# [Written problem]
Copy out the entries below word for word, starting with the line that contains "Point to the teal" and going on through the end of the entries. Leave the pictures out.

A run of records

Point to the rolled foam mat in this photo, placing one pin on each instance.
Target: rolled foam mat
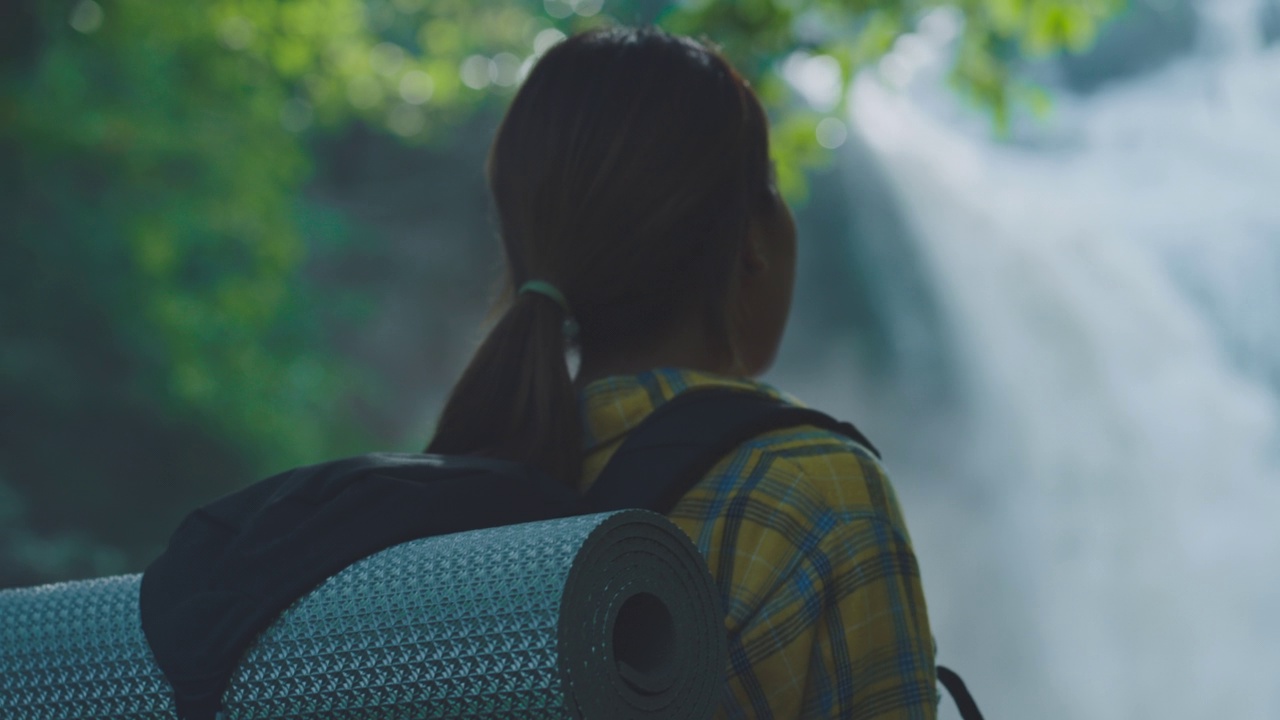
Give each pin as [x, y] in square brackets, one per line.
[598, 616]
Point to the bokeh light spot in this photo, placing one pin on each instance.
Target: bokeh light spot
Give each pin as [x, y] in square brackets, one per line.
[816, 77]
[478, 72]
[416, 87]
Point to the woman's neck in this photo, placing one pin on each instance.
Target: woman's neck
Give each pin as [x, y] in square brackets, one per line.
[689, 346]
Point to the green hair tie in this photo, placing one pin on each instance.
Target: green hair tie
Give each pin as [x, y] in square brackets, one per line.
[548, 290]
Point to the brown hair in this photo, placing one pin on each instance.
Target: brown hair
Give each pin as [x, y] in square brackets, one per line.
[624, 173]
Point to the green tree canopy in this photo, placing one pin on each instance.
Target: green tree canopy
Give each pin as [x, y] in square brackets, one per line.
[156, 336]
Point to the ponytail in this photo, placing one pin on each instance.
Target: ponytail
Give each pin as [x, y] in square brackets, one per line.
[624, 172]
[515, 400]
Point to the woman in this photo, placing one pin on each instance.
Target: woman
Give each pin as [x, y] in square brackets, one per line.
[641, 227]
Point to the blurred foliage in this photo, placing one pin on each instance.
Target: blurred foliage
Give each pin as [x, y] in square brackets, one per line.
[159, 342]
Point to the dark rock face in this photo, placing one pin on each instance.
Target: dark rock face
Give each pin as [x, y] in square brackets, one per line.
[1147, 36]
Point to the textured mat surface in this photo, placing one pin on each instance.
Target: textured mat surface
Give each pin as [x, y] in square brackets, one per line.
[599, 616]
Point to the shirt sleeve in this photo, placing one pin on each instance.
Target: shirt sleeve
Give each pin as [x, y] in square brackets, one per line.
[841, 628]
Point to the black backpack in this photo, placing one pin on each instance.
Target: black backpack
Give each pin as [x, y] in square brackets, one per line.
[233, 565]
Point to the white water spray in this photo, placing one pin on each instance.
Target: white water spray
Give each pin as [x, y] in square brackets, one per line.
[1109, 543]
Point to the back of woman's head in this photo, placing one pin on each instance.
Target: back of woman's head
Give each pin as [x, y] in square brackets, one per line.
[625, 174]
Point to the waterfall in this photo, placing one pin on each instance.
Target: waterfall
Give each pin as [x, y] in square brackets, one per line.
[1097, 514]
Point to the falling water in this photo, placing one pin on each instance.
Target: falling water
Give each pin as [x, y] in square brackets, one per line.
[1097, 506]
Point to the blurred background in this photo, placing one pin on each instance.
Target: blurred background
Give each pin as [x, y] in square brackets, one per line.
[1040, 267]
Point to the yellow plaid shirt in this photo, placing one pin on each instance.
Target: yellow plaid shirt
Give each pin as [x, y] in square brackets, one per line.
[807, 542]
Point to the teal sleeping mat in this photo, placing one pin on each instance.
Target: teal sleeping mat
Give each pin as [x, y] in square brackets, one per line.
[590, 618]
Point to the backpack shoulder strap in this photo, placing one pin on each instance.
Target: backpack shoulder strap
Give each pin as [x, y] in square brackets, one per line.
[684, 438]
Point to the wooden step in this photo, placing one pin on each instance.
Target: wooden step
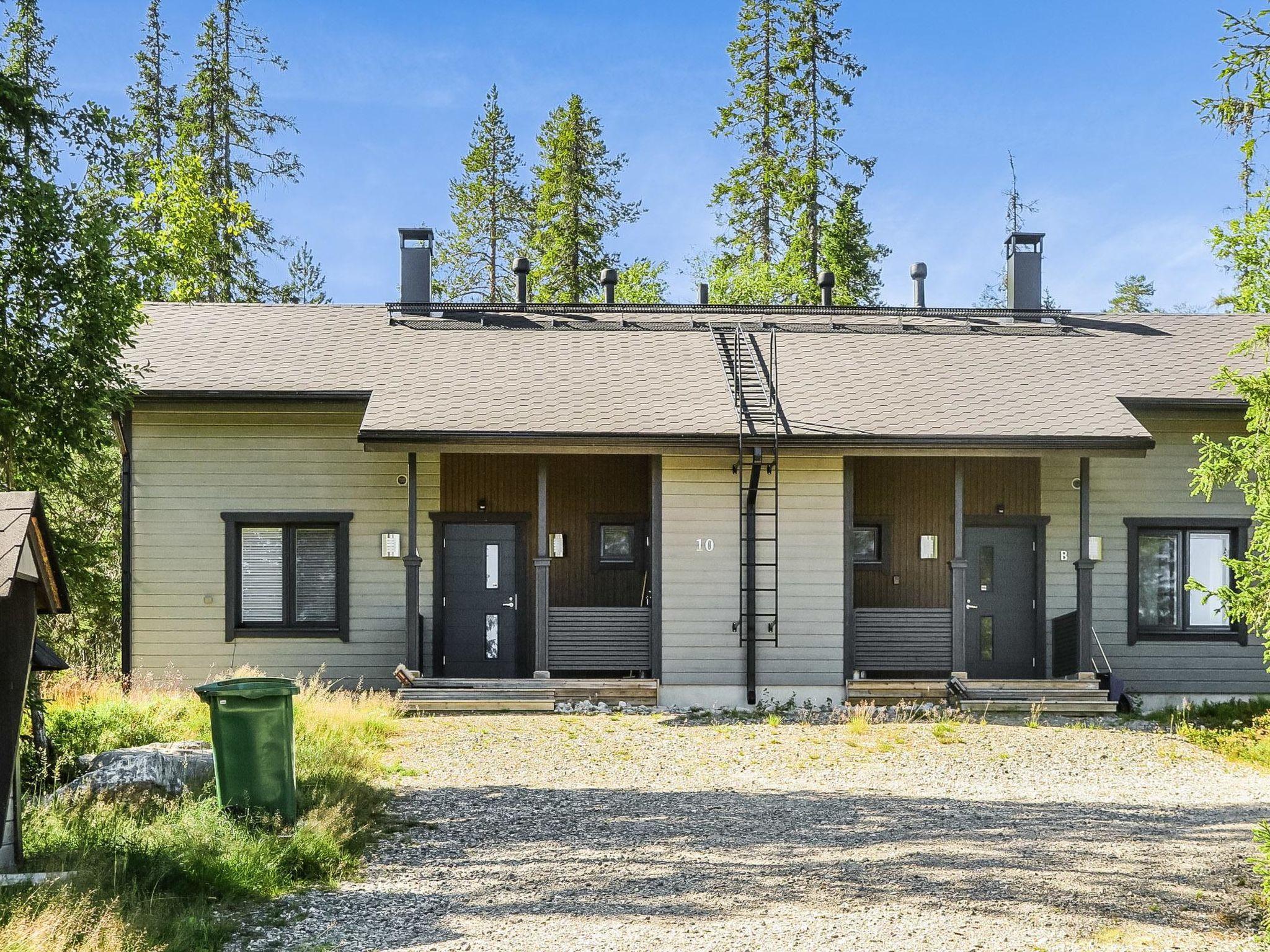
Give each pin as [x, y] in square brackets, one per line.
[477, 706]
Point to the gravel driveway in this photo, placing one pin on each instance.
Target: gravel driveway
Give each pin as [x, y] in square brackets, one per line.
[642, 833]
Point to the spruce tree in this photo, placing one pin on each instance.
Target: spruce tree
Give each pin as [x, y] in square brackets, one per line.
[489, 215]
[153, 95]
[305, 282]
[69, 295]
[1132, 295]
[819, 69]
[577, 205]
[757, 116]
[224, 122]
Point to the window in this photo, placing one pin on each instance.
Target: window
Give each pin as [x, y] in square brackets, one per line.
[616, 544]
[1163, 557]
[866, 544]
[870, 542]
[286, 574]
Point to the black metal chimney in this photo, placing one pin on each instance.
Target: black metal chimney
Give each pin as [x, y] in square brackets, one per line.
[917, 272]
[521, 268]
[609, 280]
[826, 282]
[415, 266]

# [Result for this task]
Point to the teal sleeping mat in this photo, placing one pin on each instance.
Target: teal sleeping mat
Give each pin as [x, y] in square brackets, one per line.
[590, 618]
Point to the backpack shoulder strap in this photo, placing one pin on each instance.
Target: backpack shoulder strap
Give each pin as [x, y] in square brackets, one per line.
[684, 438]
Point to the wooden step in this photo, placing one pin on each instance.
Target: wooden step
Give each pin as [x, y] in square brackets, one per line.
[477, 706]
Point to the gravel driveway in this photo, placing one pin on each instance.
Target: gravel driveway
Give each pin as [x, y] in square brackets, one per line.
[642, 833]
Point to the spruce tree in this photo, placing one pin on each instance.
Target: spruce tree
Give each pin as [x, y] in square brackets, one per line.
[489, 215]
[153, 95]
[305, 282]
[69, 295]
[1132, 295]
[819, 69]
[577, 205]
[757, 116]
[224, 122]
Point to the window in this photo, placing one pin on each instance.
Target: window
Give each pin as [x, y] in square brackets, one per line.
[616, 544]
[1163, 557]
[866, 544]
[870, 542]
[286, 574]
Point to the black metal chimney in this photo, placing one pin on each instance.
Target: black metal chimney
Give each pin as [x, y] in square brackets, one per line.
[917, 272]
[521, 268]
[609, 280]
[826, 282]
[415, 266]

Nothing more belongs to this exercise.